* _WHAT IS ASKED_
Convert every row below into a numbered list, and omit any blank lines.

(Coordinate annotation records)

Begin

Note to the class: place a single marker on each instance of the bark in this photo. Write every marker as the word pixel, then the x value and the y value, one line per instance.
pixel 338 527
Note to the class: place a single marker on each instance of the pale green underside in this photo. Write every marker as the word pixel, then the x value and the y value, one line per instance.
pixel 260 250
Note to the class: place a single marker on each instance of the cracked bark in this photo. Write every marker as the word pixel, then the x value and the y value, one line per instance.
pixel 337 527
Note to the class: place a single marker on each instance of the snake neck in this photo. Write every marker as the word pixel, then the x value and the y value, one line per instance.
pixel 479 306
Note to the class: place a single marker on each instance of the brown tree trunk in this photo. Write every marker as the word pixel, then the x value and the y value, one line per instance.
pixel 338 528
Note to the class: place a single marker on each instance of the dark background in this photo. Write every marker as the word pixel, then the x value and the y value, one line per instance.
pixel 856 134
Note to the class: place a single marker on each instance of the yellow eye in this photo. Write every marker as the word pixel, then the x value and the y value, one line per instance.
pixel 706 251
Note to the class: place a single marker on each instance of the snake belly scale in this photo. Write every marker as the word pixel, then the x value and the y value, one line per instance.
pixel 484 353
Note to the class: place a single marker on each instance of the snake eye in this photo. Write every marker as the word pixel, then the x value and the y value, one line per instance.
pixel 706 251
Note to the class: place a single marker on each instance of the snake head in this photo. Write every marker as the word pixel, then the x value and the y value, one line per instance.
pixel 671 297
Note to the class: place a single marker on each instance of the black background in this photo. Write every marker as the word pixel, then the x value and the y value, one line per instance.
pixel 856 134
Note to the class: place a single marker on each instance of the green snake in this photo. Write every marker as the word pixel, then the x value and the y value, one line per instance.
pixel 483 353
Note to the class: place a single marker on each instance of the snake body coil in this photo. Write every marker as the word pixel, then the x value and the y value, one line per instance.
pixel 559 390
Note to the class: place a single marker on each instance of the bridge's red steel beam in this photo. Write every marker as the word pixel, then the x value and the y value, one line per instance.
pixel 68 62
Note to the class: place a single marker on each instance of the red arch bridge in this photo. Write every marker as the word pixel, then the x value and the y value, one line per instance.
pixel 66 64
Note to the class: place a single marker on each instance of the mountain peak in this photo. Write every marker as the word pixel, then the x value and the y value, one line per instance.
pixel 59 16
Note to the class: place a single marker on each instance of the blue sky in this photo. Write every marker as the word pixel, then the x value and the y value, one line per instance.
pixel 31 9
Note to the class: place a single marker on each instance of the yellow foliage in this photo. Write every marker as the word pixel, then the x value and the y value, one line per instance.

End

* _SOLUTION TO THIS PROBLEM_
1. Note to the class: place a single marker on each instance of the bark in this photo. Write every marker as the word pixel, then the x value and the y value, one line per instance.
2. pixel 338 527
3. Note to the class: place a single marker on each instance of the pale green underside in this photo. Write every marker as the word pixel, then the x value and the y value, one line per instance.
4. pixel 260 250
5. Note to the class: place a single marker on each instance of the cracked bark in this photo. Write every marker as the word pixel, then the x value and the y value, one line per instance.
6. pixel 337 527
7. Note to the class: place a single marker on each instance of the snake neck in this photo. Write every marker as the word pixel, then the x value and the y value, one line per instance.
8. pixel 479 306
9. Note to the class: place a single marker on each instance of the brown tree trunk in this photo. Write every marker as the word pixel, then the x value and the y value, one line per instance.
10. pixel 338 528
11. Note to the class: place a single marker on each instance of the dark background in this photo. Write every marker as the word pixel, then the x value and the y value, one line per instance.
12. pixel 856 134
13. Note to the class: place a single marker on each instance of the yellow eye in this photo. Write every marker as the word pixel, then the x value and the y value, one line per instance.
14. pixel 706 251
15. Note to the class: place a single marker on each instance of the snake belly scale in this photo. Write every marker as the word pixel, then the x value and the y value, one line per instance.
16. pixel 484 353
17. Note to the class: place a single marker on each instance of the snake eye in this photo. Write every marker as the word pixel, then the x value and the y value, one line per instance.
18. pixel 706 251
19. Note to the class: place a single marker on each instance of the snake head in this photo. Write every marker as the word pixel, then the x value and the y value, one line per instance.
20. pixel 671 297
21. Note to the class: place a single marker on each instance of the black background in this photo. Write every marker as the word pixel, then the x value and the y value, one line per instance.
22. pixel 856 134
23. Note to the class: place a single marker on each instance of the green snake in this photo. Write every marker as the word pixel, then the x value and the y value, one line per instance.
24. pixel 483 353
25. Note to the class: place a single marker on each instance of the snake body coil in this photo. Write every marker as the word pixel, then the x value and the y value, one line per instance.
26. pixel 559 390
27. Note to the class: place a single marker on each instance of the bridge's red steel beam in this photo. Write every marker as the word pixel, then the x value and the y value, one line per instance.
28. pixel 68 62
29. Note to the class: place a single marker on each instance of the red arch bridge in this photo. Write every marker as the word pixel, then the x value and the y value, one line per instance.
30. pixel 66 64
31. Note to the class: place a single marker on each instance of the mountain peak in this photo. Write every marker as the word pixel, then the x value and the y value, one line per instance.
32. pixel 59 16
33. Note to the class: place a single marker on each instance of the blue sky in this photo. Write every marker as the word pixel, then the x value and the y value, one line per instance.
34. pixel 31 9
35. Note to the class: place a single marker on each instance of the yellow foliage in this photo. Write every marker as the word pixel, then the x value and the y value, one line per instance.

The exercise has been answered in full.